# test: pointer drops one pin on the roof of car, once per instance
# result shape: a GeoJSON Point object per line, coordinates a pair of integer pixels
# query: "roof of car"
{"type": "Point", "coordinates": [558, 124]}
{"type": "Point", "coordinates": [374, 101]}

□ □ □

Put every line of the records above into a numbered list, leaving out any blank lines.

1. # test: pointer drops one pin on the roof of car, once per instance
2. # result shape: a GeoJSON Point object per line, coordinates a pair of integer pixels
3. # query: "roof of car"
4. {"type": "Point", "coordinates": [558, 124]}
5. {"type": "Point", "coordinates": [374, 101]}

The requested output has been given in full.